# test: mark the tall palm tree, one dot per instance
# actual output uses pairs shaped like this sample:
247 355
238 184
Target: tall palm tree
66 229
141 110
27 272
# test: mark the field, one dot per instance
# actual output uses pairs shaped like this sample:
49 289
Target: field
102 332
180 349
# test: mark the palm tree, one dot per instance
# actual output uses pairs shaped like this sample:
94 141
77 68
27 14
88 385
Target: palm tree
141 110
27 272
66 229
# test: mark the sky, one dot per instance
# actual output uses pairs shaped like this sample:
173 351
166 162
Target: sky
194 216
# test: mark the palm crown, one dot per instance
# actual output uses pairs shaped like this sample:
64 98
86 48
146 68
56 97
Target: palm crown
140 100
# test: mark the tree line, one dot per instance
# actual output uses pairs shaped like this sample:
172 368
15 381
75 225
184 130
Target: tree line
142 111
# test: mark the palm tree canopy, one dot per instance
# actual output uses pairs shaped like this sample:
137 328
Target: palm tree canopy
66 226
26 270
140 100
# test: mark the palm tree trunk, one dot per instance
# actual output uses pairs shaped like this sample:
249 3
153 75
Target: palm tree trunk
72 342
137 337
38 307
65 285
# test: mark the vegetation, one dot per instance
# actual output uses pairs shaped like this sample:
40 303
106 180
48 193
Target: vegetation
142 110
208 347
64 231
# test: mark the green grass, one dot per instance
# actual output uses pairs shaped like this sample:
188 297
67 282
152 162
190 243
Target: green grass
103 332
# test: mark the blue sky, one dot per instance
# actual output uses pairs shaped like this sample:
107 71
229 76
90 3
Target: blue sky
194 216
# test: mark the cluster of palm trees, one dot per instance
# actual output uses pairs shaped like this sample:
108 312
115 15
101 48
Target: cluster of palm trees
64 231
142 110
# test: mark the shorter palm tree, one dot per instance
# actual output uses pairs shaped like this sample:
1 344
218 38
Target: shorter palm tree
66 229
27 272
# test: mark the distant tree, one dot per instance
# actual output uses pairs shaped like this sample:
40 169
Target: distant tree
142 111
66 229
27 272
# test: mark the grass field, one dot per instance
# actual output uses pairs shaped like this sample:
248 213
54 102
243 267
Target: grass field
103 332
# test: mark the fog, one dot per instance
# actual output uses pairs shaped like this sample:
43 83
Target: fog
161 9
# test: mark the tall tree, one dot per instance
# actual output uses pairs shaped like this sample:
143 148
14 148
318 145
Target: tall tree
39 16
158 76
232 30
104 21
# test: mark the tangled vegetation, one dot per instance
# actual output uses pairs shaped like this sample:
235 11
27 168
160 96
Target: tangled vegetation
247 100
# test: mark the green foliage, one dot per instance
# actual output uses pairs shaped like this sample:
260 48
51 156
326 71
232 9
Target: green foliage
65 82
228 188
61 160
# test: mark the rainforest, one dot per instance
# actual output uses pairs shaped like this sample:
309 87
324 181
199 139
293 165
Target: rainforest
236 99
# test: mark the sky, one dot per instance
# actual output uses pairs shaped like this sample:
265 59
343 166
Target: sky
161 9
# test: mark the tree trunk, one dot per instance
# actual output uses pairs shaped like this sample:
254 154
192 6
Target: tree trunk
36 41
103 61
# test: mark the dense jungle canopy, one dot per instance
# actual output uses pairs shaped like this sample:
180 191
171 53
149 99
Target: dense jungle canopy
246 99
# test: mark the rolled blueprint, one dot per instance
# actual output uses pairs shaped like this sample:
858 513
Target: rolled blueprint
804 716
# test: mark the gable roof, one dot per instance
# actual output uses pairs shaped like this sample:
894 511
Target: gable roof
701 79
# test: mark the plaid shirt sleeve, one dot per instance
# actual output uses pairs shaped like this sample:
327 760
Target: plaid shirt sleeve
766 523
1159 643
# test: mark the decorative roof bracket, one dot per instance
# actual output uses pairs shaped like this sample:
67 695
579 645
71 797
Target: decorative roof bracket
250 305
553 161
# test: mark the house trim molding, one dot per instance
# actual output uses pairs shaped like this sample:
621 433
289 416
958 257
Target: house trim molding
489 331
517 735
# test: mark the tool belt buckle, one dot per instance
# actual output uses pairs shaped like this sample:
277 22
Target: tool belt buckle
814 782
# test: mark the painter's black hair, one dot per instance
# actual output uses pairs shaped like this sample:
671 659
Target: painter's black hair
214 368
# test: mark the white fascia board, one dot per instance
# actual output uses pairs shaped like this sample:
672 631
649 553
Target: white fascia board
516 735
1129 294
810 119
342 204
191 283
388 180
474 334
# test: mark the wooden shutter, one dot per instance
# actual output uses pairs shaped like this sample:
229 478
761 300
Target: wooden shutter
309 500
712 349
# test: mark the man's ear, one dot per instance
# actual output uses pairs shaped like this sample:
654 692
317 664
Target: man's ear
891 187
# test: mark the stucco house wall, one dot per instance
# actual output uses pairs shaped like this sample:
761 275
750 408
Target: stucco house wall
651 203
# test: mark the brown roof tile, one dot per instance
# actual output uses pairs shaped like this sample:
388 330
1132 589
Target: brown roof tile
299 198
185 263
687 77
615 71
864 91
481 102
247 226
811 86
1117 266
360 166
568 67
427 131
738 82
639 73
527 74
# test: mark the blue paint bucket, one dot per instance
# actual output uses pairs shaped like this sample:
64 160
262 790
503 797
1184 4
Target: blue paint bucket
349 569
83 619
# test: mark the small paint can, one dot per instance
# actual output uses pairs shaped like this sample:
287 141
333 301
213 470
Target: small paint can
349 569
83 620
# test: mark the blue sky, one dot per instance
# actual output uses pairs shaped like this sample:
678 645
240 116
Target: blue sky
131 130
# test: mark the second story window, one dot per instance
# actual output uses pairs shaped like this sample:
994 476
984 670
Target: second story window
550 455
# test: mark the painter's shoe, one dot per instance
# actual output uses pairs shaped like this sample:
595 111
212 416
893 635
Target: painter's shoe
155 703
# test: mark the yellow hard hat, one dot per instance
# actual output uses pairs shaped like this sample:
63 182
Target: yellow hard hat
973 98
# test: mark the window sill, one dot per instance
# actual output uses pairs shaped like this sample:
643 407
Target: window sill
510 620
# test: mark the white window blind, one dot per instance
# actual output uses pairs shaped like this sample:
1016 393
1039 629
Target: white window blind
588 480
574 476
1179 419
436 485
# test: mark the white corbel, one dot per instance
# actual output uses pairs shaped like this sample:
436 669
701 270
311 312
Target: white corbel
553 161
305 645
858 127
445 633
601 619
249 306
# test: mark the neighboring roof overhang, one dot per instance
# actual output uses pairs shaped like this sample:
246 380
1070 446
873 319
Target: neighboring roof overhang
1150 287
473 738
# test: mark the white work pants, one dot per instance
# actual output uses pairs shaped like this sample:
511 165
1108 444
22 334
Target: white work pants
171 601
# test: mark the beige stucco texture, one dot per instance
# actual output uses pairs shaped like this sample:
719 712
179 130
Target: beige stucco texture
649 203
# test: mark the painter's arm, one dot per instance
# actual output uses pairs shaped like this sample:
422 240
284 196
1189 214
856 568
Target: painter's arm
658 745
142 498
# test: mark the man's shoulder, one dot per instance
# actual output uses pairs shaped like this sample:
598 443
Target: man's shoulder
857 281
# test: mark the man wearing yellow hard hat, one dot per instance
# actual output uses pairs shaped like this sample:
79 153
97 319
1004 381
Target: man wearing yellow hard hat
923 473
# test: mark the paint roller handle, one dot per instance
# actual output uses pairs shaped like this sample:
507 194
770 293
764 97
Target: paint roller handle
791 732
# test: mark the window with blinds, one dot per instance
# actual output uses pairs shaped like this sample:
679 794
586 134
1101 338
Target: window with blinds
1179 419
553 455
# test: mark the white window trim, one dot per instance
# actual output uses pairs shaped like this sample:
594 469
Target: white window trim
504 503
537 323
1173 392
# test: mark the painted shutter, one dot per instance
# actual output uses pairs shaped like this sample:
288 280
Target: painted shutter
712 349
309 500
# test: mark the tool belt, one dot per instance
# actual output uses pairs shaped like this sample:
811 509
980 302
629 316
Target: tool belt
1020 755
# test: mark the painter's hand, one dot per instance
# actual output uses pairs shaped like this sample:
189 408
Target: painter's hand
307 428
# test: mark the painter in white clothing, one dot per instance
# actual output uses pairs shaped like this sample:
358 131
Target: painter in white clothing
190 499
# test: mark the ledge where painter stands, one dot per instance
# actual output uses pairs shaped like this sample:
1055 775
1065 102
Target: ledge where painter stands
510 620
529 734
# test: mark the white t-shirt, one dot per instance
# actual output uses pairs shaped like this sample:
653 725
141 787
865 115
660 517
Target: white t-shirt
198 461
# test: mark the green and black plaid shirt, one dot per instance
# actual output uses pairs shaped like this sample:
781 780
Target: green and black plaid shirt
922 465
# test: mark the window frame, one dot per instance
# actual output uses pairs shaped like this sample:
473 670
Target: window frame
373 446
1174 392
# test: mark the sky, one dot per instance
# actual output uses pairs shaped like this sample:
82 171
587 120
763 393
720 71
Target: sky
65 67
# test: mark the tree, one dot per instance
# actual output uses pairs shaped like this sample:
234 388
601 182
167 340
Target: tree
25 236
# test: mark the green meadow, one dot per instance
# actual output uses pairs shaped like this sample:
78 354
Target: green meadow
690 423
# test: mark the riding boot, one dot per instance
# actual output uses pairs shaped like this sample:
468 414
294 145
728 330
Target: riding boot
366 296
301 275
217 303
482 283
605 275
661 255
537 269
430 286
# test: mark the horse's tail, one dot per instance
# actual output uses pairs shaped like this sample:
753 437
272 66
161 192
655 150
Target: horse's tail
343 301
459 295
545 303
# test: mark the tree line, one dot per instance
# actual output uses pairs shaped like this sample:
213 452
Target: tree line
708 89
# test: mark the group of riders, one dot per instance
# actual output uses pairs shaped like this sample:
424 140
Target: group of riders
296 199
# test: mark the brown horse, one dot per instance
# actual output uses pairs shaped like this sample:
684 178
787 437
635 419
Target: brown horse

## TO DO
Repeat the entries verbatim through the line with "# test: mark the palm crown, one".

## WRITTEN RESPONSE
# test: mark the tall palm tree, one dot per instance
# actual output uses pairs shaped like this sample:
247 355
238 184
Target: tall palm tree
66 229
141 110
27 272
# test: mark the field, one dot per instance
# actual output uses pairs shaped like this sample:
49 289
Target: field
102 332
180 349
# test: mark the palm tree, one dot per instance
# actual output uses pairs shaped like this sample:
94 141
77 68
27 14
88 385
Target: palm tree
141 110
27 272
66 229
# test: mark the sky, one dot per instance
# actual output uses pairs shaped like this sample:
173 351
166 162
Target: sky
194 216
# test: mark the palm crown, one dot per instance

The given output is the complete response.